**Task**
Would you please transcribe, exactly as written, the lines of the entries below starting at the one that holds "TARGET = patterned guitar strap" and ending at the one that holds "TARGET = cymbal", both included?

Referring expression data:
════════════════
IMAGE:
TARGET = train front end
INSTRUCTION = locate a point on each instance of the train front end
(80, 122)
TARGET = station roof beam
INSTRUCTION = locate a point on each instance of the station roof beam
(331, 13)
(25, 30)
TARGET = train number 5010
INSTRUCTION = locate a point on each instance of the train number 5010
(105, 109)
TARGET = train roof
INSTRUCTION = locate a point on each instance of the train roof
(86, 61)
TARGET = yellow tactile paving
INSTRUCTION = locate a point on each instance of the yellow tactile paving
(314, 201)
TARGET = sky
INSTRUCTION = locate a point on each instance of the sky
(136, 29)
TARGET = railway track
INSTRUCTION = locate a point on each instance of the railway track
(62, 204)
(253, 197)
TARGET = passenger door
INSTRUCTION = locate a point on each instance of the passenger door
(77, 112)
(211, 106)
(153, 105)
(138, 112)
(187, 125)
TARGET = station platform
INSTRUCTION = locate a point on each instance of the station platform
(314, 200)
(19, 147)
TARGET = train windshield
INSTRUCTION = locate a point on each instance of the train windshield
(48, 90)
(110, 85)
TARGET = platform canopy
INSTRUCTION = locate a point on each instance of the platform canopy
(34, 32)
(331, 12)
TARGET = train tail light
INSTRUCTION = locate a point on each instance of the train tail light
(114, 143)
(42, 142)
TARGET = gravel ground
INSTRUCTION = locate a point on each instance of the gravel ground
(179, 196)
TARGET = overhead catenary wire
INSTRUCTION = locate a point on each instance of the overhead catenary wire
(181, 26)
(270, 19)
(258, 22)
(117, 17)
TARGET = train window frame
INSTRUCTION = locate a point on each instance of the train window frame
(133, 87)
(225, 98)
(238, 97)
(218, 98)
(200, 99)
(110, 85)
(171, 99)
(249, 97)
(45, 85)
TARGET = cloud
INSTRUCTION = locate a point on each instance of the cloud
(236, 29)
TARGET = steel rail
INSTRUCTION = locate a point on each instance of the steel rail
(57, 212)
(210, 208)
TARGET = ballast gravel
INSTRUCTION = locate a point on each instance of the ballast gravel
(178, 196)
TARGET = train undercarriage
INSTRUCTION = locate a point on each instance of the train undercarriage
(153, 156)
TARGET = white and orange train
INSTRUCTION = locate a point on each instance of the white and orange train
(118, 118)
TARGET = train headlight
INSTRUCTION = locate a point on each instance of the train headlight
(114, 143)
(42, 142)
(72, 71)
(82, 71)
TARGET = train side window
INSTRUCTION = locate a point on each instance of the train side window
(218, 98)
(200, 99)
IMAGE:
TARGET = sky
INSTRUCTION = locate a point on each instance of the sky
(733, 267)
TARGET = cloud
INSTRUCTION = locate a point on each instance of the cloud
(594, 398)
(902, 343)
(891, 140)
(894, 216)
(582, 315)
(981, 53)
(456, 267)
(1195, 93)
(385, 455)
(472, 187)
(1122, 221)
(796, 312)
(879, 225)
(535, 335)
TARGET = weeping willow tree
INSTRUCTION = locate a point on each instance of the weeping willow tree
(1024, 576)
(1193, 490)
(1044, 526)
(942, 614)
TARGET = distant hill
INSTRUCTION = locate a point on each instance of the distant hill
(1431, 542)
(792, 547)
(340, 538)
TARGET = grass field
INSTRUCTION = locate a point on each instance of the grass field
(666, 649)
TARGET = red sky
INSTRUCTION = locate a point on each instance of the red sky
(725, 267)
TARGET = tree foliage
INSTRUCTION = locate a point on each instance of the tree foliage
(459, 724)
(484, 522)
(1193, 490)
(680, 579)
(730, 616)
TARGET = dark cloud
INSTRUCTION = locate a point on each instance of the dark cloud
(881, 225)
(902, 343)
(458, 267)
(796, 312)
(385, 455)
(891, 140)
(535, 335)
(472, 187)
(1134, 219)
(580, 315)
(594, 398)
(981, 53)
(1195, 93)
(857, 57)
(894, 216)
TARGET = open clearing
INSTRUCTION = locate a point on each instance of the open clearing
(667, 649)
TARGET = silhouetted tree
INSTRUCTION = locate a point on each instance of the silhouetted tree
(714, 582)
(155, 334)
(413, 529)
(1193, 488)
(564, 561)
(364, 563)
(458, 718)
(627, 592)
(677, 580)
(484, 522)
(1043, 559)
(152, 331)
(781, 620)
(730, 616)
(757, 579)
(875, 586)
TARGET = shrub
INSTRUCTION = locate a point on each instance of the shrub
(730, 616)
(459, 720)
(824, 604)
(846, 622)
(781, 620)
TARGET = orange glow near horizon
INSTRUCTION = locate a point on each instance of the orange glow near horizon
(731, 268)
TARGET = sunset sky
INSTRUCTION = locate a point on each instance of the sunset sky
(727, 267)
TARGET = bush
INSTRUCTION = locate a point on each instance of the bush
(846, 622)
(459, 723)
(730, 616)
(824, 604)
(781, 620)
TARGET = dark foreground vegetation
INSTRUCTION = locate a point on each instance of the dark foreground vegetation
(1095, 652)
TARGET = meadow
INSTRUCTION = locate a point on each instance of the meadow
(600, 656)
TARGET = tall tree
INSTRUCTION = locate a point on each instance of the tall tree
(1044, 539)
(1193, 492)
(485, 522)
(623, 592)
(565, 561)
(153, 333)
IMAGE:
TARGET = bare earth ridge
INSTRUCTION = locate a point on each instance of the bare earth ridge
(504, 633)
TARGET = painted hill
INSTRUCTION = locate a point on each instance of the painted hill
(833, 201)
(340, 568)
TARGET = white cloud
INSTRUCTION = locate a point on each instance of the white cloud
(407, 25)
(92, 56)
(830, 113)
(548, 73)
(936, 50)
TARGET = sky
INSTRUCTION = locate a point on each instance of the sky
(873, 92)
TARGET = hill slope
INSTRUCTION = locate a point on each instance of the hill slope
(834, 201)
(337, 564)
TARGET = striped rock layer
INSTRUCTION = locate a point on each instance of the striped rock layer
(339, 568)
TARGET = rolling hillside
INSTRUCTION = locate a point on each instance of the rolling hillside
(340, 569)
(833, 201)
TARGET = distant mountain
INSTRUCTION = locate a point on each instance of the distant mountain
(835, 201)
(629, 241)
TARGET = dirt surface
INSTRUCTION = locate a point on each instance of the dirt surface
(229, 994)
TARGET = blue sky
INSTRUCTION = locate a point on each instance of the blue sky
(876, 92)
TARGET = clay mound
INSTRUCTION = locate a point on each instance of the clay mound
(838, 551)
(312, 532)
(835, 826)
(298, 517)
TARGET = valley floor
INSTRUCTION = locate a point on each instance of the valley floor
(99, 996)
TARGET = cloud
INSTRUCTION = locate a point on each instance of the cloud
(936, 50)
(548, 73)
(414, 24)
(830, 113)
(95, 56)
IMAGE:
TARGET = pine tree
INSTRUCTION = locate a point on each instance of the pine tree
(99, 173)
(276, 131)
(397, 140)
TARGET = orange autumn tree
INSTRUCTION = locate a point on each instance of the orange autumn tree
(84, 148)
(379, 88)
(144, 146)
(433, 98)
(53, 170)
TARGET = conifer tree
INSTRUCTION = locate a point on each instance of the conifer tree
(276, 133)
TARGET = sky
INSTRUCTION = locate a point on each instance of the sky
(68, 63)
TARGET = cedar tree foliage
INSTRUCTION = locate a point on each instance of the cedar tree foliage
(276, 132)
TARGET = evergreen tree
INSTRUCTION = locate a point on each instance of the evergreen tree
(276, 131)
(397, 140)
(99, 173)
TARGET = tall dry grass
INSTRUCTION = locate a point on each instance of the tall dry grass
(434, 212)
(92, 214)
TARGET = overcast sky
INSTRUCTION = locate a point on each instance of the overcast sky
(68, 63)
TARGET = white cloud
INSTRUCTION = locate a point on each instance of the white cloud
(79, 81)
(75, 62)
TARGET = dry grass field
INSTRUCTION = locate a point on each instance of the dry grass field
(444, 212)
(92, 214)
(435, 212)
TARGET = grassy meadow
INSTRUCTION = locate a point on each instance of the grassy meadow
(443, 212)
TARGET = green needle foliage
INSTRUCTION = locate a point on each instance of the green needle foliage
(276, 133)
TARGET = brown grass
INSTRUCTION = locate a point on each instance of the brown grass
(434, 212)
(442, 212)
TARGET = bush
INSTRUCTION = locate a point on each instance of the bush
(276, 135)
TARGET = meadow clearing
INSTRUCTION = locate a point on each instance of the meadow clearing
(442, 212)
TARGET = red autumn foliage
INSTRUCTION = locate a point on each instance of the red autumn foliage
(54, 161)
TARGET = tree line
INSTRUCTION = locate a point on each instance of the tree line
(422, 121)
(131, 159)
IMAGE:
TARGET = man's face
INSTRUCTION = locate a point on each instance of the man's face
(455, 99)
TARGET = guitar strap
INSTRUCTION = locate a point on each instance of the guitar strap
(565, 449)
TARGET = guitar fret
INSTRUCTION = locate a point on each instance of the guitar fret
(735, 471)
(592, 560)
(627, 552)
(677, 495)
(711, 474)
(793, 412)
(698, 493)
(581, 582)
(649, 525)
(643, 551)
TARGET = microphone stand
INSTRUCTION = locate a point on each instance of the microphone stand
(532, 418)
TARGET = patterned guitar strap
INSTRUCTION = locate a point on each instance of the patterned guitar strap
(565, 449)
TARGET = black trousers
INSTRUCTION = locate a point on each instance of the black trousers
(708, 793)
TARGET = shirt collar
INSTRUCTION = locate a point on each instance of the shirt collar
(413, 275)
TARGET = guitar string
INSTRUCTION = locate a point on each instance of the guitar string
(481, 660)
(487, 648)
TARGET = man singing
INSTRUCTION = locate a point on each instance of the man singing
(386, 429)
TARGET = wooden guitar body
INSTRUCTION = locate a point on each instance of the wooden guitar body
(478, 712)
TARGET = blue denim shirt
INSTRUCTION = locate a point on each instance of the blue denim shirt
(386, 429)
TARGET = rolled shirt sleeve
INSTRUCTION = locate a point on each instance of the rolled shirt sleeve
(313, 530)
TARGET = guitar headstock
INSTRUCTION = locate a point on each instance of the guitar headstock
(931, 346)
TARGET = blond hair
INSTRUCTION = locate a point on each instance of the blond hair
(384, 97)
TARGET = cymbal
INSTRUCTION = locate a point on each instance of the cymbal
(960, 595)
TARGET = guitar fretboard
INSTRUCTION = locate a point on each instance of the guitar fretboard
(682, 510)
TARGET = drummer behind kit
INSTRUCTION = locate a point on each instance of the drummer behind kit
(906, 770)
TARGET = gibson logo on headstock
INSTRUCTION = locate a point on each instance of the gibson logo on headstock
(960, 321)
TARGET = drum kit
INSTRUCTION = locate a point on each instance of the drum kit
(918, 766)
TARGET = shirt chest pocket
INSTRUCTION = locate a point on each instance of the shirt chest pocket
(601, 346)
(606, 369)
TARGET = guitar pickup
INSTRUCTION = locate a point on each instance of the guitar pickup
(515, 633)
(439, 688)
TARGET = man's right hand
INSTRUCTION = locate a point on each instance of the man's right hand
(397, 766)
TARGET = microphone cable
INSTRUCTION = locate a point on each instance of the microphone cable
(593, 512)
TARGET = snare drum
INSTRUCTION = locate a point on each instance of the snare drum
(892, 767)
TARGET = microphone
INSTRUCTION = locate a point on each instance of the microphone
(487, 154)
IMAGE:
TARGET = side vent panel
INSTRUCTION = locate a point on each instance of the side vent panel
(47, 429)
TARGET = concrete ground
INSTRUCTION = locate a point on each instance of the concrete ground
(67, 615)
════════════════
**Finished exercise**
TARGET = patterned guitar strap
INSTRUCTION = locate a point on each instance of the patterned guitar strap
(565, 449)
TARGET = black trousers
INSTRUCTION = locate a point on each instance of the black trousers
(708, 793)
TARGET = shirt collar
INSTRUCTION = locate a point on each instance of the shirt collar
(413, 275)
TARGET = guitar string
INSTRUCTION = locate a point on each instance of the guitar string
(481, 660)
(487, 648)
TARGET = man singing
INSTRUCTION = locate a point on each instance of the man singing
(386, 429)
TARGET = wooden guitar body
INSTRUCTION = locate a point on each instance of the wooden guitar body
(478, 712)
TARGET = blue denim shirt
INSTRUCTION = locate a point on each instance of the blue denim shirt
(386, 429)
TARGET = rolled shirt sleeve
INSTRUCTION = locate a point on each instance of the rolled shirt sleeve
(313, 530)
TARGET = guitar headstock
INSTRUCTION = locate a point on each instance of the guitar headstock
(931, 346)
TARGET = blond hair
INSTRUCTION = locate a point on each instance of the blond hair
(384, 97)
TARGET = cymbal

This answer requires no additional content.